Opdracht A
Kun je de rijen letterlijk herhalen, te beginnen bij de regel met "Spot the woman's face." en eindigend na de regel met "left=0, top=368, right=896, bottom=379"?

Aangeleverde tekst
━━━━━━━━━━

Geldt een dergelijke stelling ook voor niet-westerse auteurs? Welke aanpak hanteert in dit kader bijvoorbeeld de in het Frans schrijvende Afghaanse auteur Atiq Rahimi (1962)? Hij kreeg voor zijn indrukwekkende roman Syngué sabour. Pierre de patience in 2008 de prix Goncourt. Ook deze roman, in 2009 in het Nederlands vertaald door Kiki Coumans als Steen van geduld, draait om macht, vrouwen en seksualiteit – thema’s die in de Afghaanse samenleving natuurlijk zeer beladen zijn. Een enorm verschil dringt zich op: terwijl westerse auteurs een eigen universum creëren en naar hartelust en in vrijheid hun fantasmen vormgeven, laat Rahimi ons de realiteit van een andere, keiharde, gewelddadige wereld zien die niets met fantasie te maken heeft.

━━━━━━━━━━

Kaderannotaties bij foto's
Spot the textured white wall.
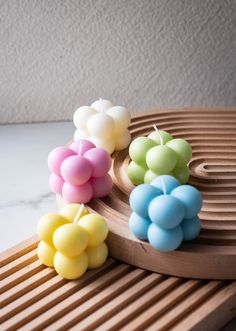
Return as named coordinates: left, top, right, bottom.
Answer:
left=0, top=0, right=236, bottom=123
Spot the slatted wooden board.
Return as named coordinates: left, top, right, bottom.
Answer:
left=0, top=237, right=236, bottom=331
left=81, top=108, right=236, bottom=279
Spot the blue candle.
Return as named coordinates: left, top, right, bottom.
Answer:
left=129, top=175, right=202, bottom=252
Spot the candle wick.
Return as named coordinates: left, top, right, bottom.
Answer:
left=153, top=124, right=164, bottom=145
left=73, top=203, right=85, bottom=224
left=161, top=178, right=167, bottom=195
left=78, top=140, right=83, bottom=156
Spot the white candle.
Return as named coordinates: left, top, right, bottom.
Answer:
left=73, top=99, right=131, bottom=154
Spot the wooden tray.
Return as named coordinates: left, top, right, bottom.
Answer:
left=0, top=237, right=236, bottom=331
left=81, top=108, right=236, bottom=279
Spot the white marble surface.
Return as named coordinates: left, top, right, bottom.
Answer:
left=0, top=122, right=74, bottom=251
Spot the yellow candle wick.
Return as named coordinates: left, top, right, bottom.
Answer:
left=73, top=203, right=85, bottom=224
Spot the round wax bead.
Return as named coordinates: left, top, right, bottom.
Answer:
left=129, top=184, right=161, bottom=218
left=148, top=223, right=183, bottom=252
left=90, top=174, right=113, bottom=198
left=86, top=242, right=108, bottom=269
left=61, top=155, right=92, bottom=185
left=166, top=138, right=192, bottom=166
left=73, top=106, right=97, bottom=130
left=181, top=216, right=201, bottom=240
left=144, top=169, right=159, bottom=184
left=129, top=213, right=151, bottom=240
left=70, top=139, right=95, bottom=155
left=60, top=203, right=89, bottom=222
left=148, top=195, right=184, bottom=229
left=127, top=161, right=147, bottom=185
left=148, top=130, right=173, bottom=145
left=62, top=182, right=93, bottom=203
left=90, top=137, right=115, bottom=155
left=49, top=173, right=64, bottom=194
left=54, top=252, right=88, bottom=279
left=115, top=129, right=131, bottom=151
left=151, top=175, right=180, bottom=194
left=48, top=147, right=75, bottom=176
left=146, top=145, right=177, bottom=174
left=78, top=214, right=108, bottom=247
left=88, top=113, right=115, bottom=138
left=106, top=106, right=131, bottom=131
left=171, top=185, right=202, bottom=218
left=173, top=164, right=190, bottom=184
left=91, top=98, right=113, bottom=112
left=37, top=213, right=69, bottom=245
left=84, top=147, right=112, bottom=177
left=53, top=223, right=88, bottom=257
left=38, top=240, right=56, bottom=267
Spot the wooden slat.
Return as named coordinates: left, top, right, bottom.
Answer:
left=147, top=281, right=223, bottom=331
left=40, top=269, right=146, bottom=331
left=173, top=282, right=236, bottom=331
left=96, top=277, right=200, bottom=331
left=0, top=260, right=118, bottom=326
left=0, top=250, right=38, bottom=280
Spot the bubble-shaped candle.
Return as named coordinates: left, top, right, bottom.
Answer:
left=48, top=139, right=112, bottom=203
left=129, top=175, right=202, bottom=252
left=127, top=126, right=192, bottom=185
left=73, top=99, right=131, bottom=154
left=37, top=204, right=108, bottom=279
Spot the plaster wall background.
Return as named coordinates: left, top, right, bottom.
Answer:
left=0, top=0, right=236, bottom=123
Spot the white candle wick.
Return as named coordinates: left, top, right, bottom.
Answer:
left=161, top=178, right=167, bottom=195
left=78, top=140, right=83, bottom=156
left=74, top=203, right=85, bottom=224
left=153, top=124, right=164, bottom=145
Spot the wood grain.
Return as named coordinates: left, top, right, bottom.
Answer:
left=0, top=237, right=236, bottom=331
left=59, top=108, right=236, bottom=279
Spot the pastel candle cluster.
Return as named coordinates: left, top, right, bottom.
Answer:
left=37, top=204, right=108, bottom=279
left=129, top=175, right=202, bottom=252
left=48, top=139, right=112, bottom=203
left=73, top=99, right=131, bottom=154
left=127, top=130, right=192, bottom=185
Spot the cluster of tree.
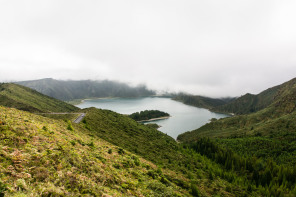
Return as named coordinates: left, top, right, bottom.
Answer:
left=186, top=138, right=296, bottom=196
left=17, top=79, right=155, bottom=101
left=129, top=110, right=170, bottom=121
left=173, top=93, right=234, bottom=109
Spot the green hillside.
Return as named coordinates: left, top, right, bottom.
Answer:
left=177, top=79, right=296, bottom=196
left=212, top=83, right=283, bottom=114
left=0, top=107, right=190, bottom=196
left=173, top=93, right=234, bottom=109
left=17, top=78, right=155, bottom=101
left=0, top=92, right=261, bottom=196
left=0, top=83, right=78, bottom=112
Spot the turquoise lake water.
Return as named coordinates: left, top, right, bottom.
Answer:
left=76, top=97, right=228, bottom=139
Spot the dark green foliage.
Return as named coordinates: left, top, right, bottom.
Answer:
left=188, top=138, right=296, bottom=196
left=0, top=83, right=78, bottom=112
left=0, top=180, right=7, bottom=197
left=84, top=108, right=178, bottom=162
left=17, top=79, right=155, bottom=101
left=129, top=110, right=170, bottom=121
left=191, top=184, right=200, bottom=197
left=67, top=120, right=74, bottom=131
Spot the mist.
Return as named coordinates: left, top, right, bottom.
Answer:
left=0, top=0, right=296, bottom=97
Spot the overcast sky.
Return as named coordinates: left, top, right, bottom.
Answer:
left=0, top=0, right=296, bottom=97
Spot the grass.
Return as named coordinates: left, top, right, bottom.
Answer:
left=0, top=83, right=78, bottom=112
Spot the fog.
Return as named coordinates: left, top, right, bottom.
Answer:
left=0, top=0, right=296, bottom=97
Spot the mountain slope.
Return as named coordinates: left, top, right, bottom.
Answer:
left=212, top=82, right=282, bottom=114
left=173, top=93, right=234, bottom=109
left=0, top=106, right=260, bottom=196
left=0, top=83, right=78, bottom=112
left=177, top=76, right=296, bottom=165
left=17, top=79, right=155, bottom=101
left=0, top=106, right=190, bottom=196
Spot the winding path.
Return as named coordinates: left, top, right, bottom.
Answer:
left=73, top=113, right=86, bottom=124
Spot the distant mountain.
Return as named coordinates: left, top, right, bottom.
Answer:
left=212, top=86, right=282, bottom=114
left=16, top=78, right=155, bottom=101
left=0, top=83, right=78, bottom=112
left=177, top=78, right=296, bottom=165
left=0, top=93, right=252, bottom=197
left=173, top=93, right=235, bottom=109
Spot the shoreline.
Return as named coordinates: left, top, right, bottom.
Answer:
left=137, top=116, right=171, bottom=123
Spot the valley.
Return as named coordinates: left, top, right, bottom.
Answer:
left=0, top=79, right=296, bottom=196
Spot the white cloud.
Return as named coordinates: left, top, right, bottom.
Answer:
left=0, top=0, right=296, bottom=96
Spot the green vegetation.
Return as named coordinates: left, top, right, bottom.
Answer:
left=173, top=93, right=234, bottom=109
left=177, top=79, right=296, bottom=196
left=129, top=110, right=170, bottom=121
left=0, top=77, right=296, bottom=196
left=17, top=79, right=155, bottom=101
left=0, top=107, right=189, bottom=196
left=0, top=83, right=78, bottom=112
left=188, top=138, right=296, bottom=196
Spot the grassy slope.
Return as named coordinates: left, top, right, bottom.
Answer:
left=0, top=107, right=189, bottom=196
left=0, top=83, right=78, bottom=112
left=173, top=94, right=233, bottom=109
left=178, top=79, right=296, bottom=165
left=212, top=86, right=281, bottom=114
left=17, top=79, right=155, bottom=101
left=0, top=107, right=258, bottom=196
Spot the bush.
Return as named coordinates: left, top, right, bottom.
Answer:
left=191, top=184, right=200, bottom=197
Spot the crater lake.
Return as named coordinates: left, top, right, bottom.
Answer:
left=76, top=97, right=229, bottom=139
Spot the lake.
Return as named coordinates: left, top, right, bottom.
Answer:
left=76, top=97, right=228, bottom=139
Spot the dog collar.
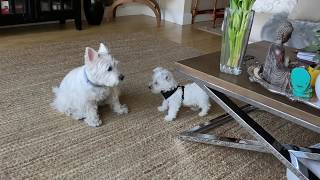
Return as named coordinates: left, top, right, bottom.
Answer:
left=161, top=86, right=184, bottom=100
left=83, top=68, right=106, bottom=87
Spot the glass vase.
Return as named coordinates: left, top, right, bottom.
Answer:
left=220, top=8, right=254, bottom=75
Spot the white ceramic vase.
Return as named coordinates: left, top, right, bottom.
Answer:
left=314, top=75, right=320, bottom=106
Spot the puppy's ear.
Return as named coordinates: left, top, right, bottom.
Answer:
left=84, top=47, right=98, bottom=64
left=153, top=67, right=163, bottom=72
left=98, top=43, right=109, bottom=54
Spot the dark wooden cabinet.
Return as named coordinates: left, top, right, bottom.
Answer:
left=0, top=0, right=82, bottom=30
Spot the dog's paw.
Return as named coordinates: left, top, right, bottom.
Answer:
left=115, top=104, right=129, bottom=114
left=158, top=106, right=167, bottom=112
left=198, top=111, right=208, bottom=117
left=164, top=115, right=174, bottom=121
left=86, top=119, right=102, bottom=127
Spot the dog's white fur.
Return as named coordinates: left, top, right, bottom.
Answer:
left=149, top=67, right=211, bottom=121
left=52, top=43, right=128, bottom=127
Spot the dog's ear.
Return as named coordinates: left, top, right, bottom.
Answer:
left=84, top=47, right=98, bottom=64
left=153, top=67, right=163, bottom=72
left=98, top=43, right=109, bottom=54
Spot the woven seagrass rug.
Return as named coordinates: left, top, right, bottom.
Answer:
left=0, top=33, right=320, bottom=180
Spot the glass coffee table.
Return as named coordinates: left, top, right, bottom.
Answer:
left=175, top=42, right=320, bottom=179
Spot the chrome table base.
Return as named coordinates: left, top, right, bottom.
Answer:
left=179, top=79, right=320, bottom=180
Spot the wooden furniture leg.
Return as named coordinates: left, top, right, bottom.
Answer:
left=107, top=0, right=161, bottom=27
left=191, top=0, right=199, bottom=24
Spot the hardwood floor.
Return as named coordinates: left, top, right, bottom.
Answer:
left=0, top=15, right=221, bottom=53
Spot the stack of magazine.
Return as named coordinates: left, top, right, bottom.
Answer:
left=297, top=51, right=320, bottom=64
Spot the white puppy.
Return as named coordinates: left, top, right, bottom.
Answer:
left=52, top=43, right=128, bottom=127
left=149, top=67, right=211, bottom=121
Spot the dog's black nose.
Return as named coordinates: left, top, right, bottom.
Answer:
left=119, top=74, right=124, bottom=81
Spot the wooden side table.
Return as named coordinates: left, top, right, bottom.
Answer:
left=175, top=42, right=320, bottom=180
left=107, top=0, right=161, bottom=26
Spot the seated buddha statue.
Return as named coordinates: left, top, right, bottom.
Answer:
left=262, top=21, right=293, bottom=92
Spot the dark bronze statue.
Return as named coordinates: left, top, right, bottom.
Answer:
left=262, top=21, right=293, bottom=91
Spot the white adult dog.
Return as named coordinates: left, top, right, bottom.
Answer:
left=52, top=43, right=128, bottom=127
left=149, top=67, right=211, bottom=121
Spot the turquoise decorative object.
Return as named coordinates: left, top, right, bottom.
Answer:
left=290, top=68, right=313, bottom=99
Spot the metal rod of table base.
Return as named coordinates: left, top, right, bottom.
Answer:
left=184, top=80, right=319, bottom=179
left=179, top=104, right=269, bottom=153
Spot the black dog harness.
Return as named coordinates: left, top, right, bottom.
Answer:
left=161, top=86, right=184, bottom=100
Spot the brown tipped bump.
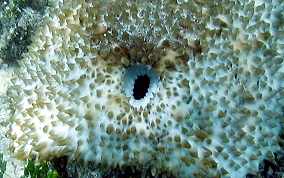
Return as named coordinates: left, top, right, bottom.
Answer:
left=7, top=0, right=284, bottom=178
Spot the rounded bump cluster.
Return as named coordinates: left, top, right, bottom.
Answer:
left=8, top=0, right=284, bottom=177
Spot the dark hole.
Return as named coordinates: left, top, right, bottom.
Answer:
left=133, top=75, right=150, bottom=100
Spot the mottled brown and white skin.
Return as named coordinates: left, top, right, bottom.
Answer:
left=5, top=0, right=284, bottom=177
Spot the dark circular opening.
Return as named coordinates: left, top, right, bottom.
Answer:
left=133, top=75, right=150, bottom=100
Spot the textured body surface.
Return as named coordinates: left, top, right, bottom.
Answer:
left=8, top=0, right=284, bottom=177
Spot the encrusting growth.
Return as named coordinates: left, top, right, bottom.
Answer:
left=5, top=0, right=284, bottom=177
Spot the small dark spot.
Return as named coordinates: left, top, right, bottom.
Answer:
left=133, top=75, right=150, bottom=100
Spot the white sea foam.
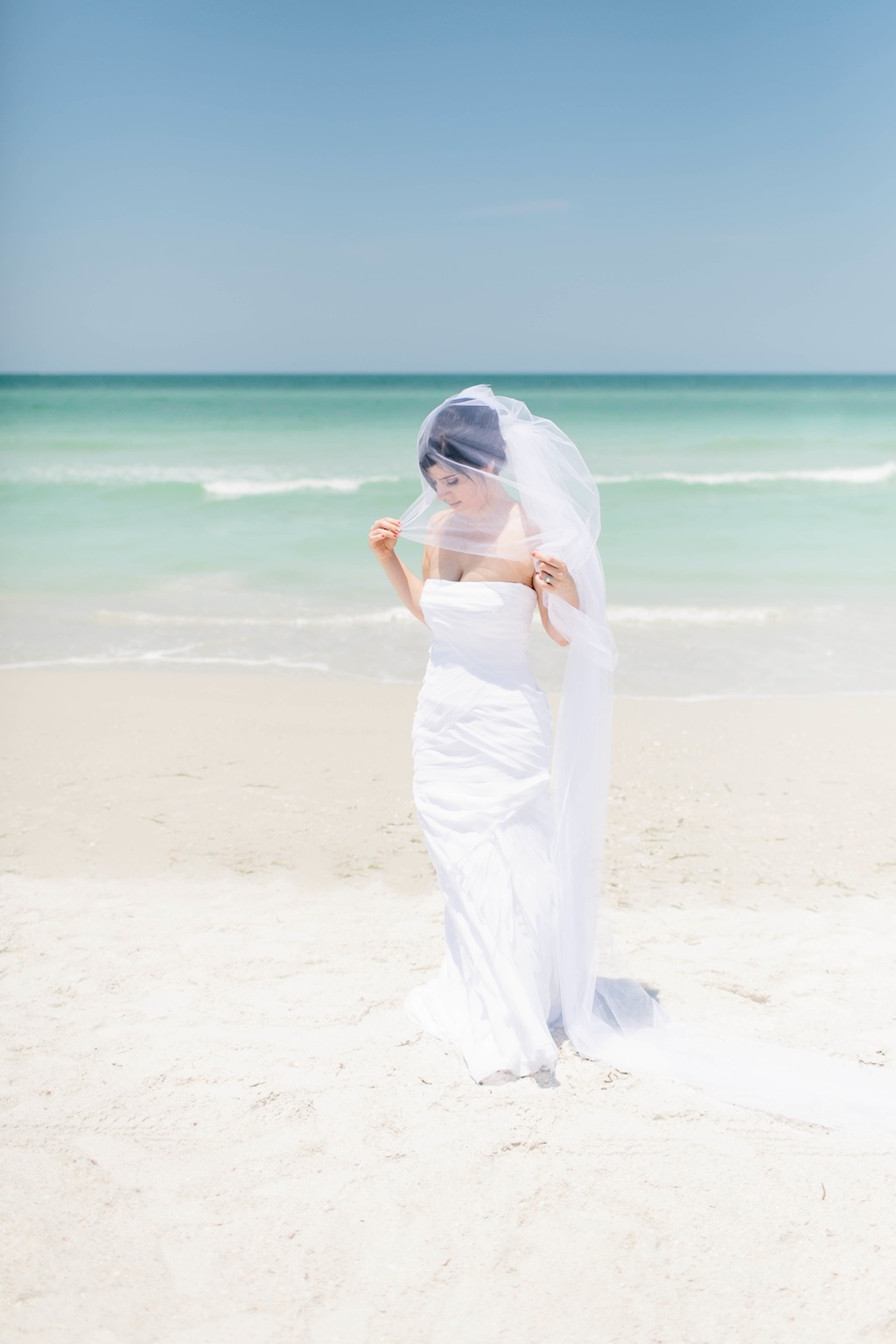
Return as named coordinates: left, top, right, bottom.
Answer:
left=594, top=462, right=896, bottom=485
left=0, top=462, right=400, bottom=500
left=607, top=606, right=788, bottom=625
left=0, top=649, right=329, bottom=672
left=204, top=476, right=399, bottom=500
left=97, top=606, right=414, bottom=630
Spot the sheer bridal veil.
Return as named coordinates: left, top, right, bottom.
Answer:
left=402, top=386, right=896, bottom=1134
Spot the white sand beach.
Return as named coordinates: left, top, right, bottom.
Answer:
left=0, top=670, right=896, bottom=1344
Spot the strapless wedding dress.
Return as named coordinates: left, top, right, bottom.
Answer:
left=407, top=579, right=560, bottom=1082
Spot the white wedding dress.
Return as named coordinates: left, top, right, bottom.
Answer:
left=407, top=579, right=560, bottom=1082
left=406, top=579, right=896, bottom=1136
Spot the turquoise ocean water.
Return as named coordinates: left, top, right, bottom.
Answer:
left=0, top=375, right=896, bottom=696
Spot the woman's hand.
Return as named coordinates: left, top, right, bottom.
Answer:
left=367, top=517, right=402, bottom=561
left=532, top=551, right=579, bottom=606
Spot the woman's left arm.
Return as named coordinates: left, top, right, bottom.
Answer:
left=532, top=551, right=579, bottom=647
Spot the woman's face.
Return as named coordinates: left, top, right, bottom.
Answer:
left=427, top=462, right=489, bottom=514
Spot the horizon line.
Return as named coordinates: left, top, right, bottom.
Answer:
left=0, top=368, right=896, bottom=379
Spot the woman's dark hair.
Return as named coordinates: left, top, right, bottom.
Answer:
left=421, top=402, right=507, bottom=473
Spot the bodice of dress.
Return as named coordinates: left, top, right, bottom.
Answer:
left=421, top=579, right=536, bottom=682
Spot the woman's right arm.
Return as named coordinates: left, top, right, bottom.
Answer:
left=368, top=517, right=426, bottom=624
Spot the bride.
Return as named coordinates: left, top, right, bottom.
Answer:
left=369, top=386, right=896, bottom=1131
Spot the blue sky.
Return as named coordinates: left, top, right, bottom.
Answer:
left=0, top=0, right=896, bottom=374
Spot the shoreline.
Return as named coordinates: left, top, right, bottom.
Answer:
left=0, top=669, right=896, bottom=1344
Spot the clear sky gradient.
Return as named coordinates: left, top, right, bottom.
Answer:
left=0, top=0, right=896, bottom=374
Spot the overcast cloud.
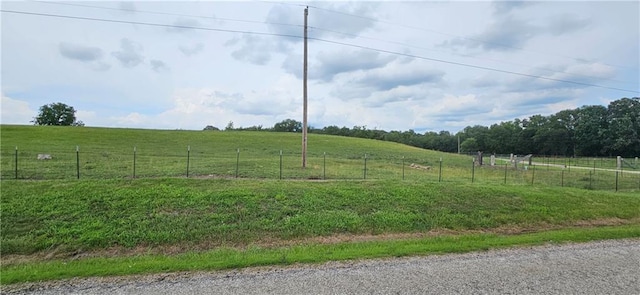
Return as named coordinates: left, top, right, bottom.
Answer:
left=0, top=1, right=640, bottom=132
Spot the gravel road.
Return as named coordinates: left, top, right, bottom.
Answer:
left=3, top=239, right=640, bottom=294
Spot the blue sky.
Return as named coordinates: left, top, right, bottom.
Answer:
left=0, top=1, right=640, bottom=132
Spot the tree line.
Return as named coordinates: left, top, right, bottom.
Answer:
left=216, top=97, right=640, bottom=157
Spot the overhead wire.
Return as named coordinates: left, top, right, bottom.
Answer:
left=31, top=0, right=303, bottom=28
left=304, top=3, right=638, bottom=70
left=26, top=0, right=630, bottom=83
left=309, top=26, right=631, bottom=83
left=0, top=9, right=640, bottom=93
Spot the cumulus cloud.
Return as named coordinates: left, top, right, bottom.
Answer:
left=492, top=0, right=534, bottom=15
left=167, top=17, right=202, bottom=33
left=225, top=34, right=288, bottom=65
left=441, top=6, right=592, bottom=51
left=58, top=42, right=104, bottom=62
left=111, top=38, right=144, bottom=68
left=118, top=1, right=137, bottom=14
left=283, top=50, right=396, bottom=82
left=355, top=68, right=444, bottom=90
left=443, top=17, right=540, bottom=51
left=178, top=42, right=204, bottom=56
left=505, top=63, right=616, bottom=92
left=0, top=94, right=37, bottom=125
left=266, top=2, right=379, bottom=42
left=150, top=59, right=169, bottom=73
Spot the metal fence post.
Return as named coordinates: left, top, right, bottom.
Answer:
left=438, top=157, right=442, bottom=182
left=236, top=149, right=240, bottom=178
left=187, top=145, right=191, bottom=178
left=471, top=159, right=476, bottom=183
left=280, top=150, right=282, bottom=179
left=363, top=154, right=367, bottom=179
left=76, top=145, right=80, bottom=179
left=504, top=163, right=509, bottom=184
left=531, top=165, right=536, bottom=185
left=322, top=152, right=327, bottom=179
left=15, top=146, right=18, bottom=179
left=133, top=146, right=136, bottom=179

━━━━━━━━━━

Opdracht B
Kun je het stuk uit de tekst over Atiq Rahimi dat begint bij "Geldt een dergelijke" en eindigt na "te maken heeft." opnieuw weergeven, met overal "roman" vervangen door "boek"?

Juist antwoord A
Spot the woman's face.
Return as named coordinates: left, top, right, bottom.
Answer:
left=427, top=462, right=489, bottom=514
Spot the horizon line.
Return as named coordinates: left, top, right, bottom.
Answer:
left=0, top=368, right=896, bottom=379

Juist antwoord B
Geldt een dergelijke stelling ook voor niet-westerse auteurs? Welke aanpak hanteert in dit kader bijvoorbeeld de in het Frans schrijvende Afghaanse auteur Atiq Rahimi (1962)? Hij kreeg voor zijn indrukwekkende boek Syngué sabour. Pierre de patience in 2008 de prix Goncourt. Ook deze boek, in 2009 in het Nederlands vertaald door Kiki Coumans als Steen van geduld, draait om macht, vrouwen en seksualiteit – thema’s die in de Afghaanse samenleving natuurlijk zeer beladen zijn. Een enorm verschil dringt zich op: terwijl westerse auteurs een eigen universum creëren en naar hartelust en in vrijheid hun fantasmen vormgeven, laat Rahimi ons de realiteit van een andere, keiharde, gewelddadige wereld zien die niets met fantasie te maken heeft.